▸ DATA RECORDS

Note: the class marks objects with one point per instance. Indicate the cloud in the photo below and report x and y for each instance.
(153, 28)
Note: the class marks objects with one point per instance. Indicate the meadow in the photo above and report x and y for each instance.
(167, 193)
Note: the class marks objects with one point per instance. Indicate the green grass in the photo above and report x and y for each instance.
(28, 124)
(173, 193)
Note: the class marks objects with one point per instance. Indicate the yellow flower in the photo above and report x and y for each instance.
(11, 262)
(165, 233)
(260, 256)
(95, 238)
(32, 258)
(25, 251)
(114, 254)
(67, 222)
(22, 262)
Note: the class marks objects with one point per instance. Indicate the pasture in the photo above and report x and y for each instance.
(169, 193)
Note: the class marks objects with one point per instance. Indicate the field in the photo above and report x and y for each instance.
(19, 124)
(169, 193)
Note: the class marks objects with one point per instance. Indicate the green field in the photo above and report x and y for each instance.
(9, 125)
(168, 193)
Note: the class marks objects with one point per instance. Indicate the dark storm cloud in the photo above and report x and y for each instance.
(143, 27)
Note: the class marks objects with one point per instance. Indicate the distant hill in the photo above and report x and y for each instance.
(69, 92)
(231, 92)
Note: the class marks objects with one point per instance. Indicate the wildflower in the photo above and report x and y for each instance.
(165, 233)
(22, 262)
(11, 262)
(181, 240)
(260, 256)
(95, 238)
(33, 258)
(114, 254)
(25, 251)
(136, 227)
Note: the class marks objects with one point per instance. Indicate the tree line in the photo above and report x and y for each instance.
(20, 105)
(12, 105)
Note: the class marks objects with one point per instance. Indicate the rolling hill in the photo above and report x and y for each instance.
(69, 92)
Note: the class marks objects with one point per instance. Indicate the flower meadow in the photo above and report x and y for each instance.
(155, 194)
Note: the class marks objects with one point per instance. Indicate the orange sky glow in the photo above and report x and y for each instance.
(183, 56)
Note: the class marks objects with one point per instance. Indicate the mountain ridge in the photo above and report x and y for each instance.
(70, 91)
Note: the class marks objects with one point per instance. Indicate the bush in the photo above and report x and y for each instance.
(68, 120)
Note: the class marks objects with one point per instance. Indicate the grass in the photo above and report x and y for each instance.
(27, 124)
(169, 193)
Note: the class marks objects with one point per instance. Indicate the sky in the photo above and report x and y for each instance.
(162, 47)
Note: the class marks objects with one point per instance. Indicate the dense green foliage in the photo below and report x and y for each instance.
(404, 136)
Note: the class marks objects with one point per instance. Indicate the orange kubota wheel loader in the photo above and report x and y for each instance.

▸ WHAT TO WORK ON
Give back every entry, unchanged in any way.

▸ OUTPUT
Note: the class marks objects with one point per instance. Indicate the cloud in the photo below and report x and y for each instance.
(153, 28)
Note: the class marks objects with one point per instance. Indicate the meadow in the photo above and report x and y for each instance.
(167, 193)
Note: the class marks objects with one point per instance. Indicate the green grass in the photo above and report x and y for each instance.
(28, 124)
(173, 193)
Note: the class marks objects with one point per instance. Indicate the yellow flower in the photo above and report x and y for each instance.
(11, 262)
(165, 233)
(260, 256)
(95, 238)
(32, 258)
(25, 251)
(114, 254)
(67, 222)
(22, 262)
Note: the class marks objects with one point per instance. Indicate the pasture in the photo above and report x and y for each instance.
(169, 193)
Note: the class marks objects with one point per instance. Indicate the field in the photo above and report x and y for each instance.
(19, 124)
(169, 193)
Note: the class marks objects with one point per instance. Indicate the green field in the photo above and report x and y for each instance.
(9, 125)
(168, 193)
Note: the class marks objects with one point per instance. Indicate the dark storm cloud in the photo above and report x and y for each instance.
(143, 27)
Note: the class marks objects with one point per instance. Indicate the distant hill in the photo above and report x and y for each instance.
(69, 92)
(231, 92)
Note: the class marks objects with one point per instance. Indicate the wildflower in the photo above and report x and y for each instance.
(165, 233)
(22, 262)
(11, 262)
(181, 240)
(260, 256)
(95, 238)
(33, 258)
(114, 254)
(25, 251)
(136, 227)
Note: the class marks objects with one point per instance. Indicate the tree line in the photo above and report x and y for each instance.
(20, 105)
(12, 105)
Note: the class marks objects with one point per instance. Indicate the rolling hill in the photo above and report x and y for each instance.
(69, 92)
Note: the class marks objects with one point per instance. Indicate the flower meadow in the photo above and report x and y for each instance.
(155, 194)
Note: the class marks objects with one point per instance. Indicate the orange sky glow in the photo above and report x and y for each instance.
(183, 56)
Note: the class marks objects with one point per instance. Indicate the mountain ridge in the photo above and report x and y for each instance.
(70, 91)
Note: the class marks objects with one point per instance. Indicate the bush in the photo above and report x and y for each instance.
(68, 120)
Note: the class marks objects with one point per instance. Indicate the grass in the photo above and report x and y for each instance.
(27, 124)
(169, 193)
Note: the class marks objects with one point per instance. Indicate the sky in the photo above and report x and y for each instance.
(162, 47)
Note: the class marks objects with one point per instance. Indicate the dense green foliage in the photo below and report x and y for each instance.
(404, 136)
Note: the class marks objects with one point per instance. Indicate the orange kubota wheel loader in the photo above and report x and y for each instance.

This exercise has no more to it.